任务要求
页面文本里，randomNum 方法上方的注释说明了它的什么用途？

页面文本
|---|

模拟道路监控车辆信息及sql操作和SparkStreamming消费者获取监控信息

模拟数据:

import java.io.PrintWriter
import java.text.SimpleDateFormat
import java.util.{Date, Properties}
import org.apache.kafka.clients.producer.{KafkaProducer, Producer, ProducerRecord}
import org.apache.kafka.common.serialization.StringSerializer
import scala.util.Random

object MockData {

  /**
   *
   * 获取几位随机数的方法
   * @param index 位数
   * @param random
   * @return
   */
  def randomNum(index:Int,random:Random): String ={
    var str=""
    for(i <- 0 until index) {
      str+=random.nextInt(10)
    }
    str
  }

  /**
   * 填充数据
   * @param index 填充几位
   * @param num  随机数范围
   * @param random
   */
  def filrZero(index:Int,num:Int,random: Random): String ={
    val randomNum = random.nextInt(num)
    var str=randomNum.toString
    if (randomNum<10){
      str=("%0"+index+"d").format(randomNum)

|---|

展示数据

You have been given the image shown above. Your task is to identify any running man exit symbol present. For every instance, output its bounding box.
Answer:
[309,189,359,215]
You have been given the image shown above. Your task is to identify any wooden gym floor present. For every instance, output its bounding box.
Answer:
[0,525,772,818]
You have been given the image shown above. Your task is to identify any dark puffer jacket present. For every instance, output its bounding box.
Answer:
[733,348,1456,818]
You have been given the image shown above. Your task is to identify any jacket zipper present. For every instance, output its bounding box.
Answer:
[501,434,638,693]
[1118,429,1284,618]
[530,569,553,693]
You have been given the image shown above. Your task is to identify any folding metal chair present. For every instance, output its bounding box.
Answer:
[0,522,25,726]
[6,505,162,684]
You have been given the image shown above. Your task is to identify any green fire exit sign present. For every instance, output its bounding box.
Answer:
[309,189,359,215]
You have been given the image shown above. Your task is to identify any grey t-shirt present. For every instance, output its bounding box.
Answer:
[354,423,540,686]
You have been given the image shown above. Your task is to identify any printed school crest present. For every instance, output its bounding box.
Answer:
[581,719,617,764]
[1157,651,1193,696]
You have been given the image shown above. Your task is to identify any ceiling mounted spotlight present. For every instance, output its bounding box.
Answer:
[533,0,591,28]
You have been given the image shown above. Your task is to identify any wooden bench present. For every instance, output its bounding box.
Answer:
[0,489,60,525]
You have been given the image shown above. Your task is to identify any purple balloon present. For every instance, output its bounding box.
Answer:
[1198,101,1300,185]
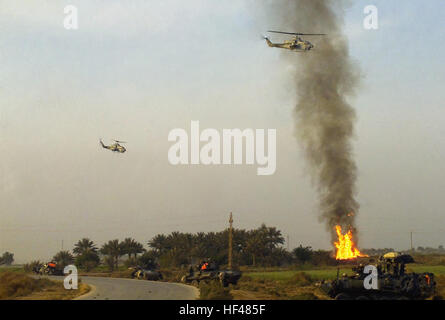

|---|

问题解答
获取几位随机数。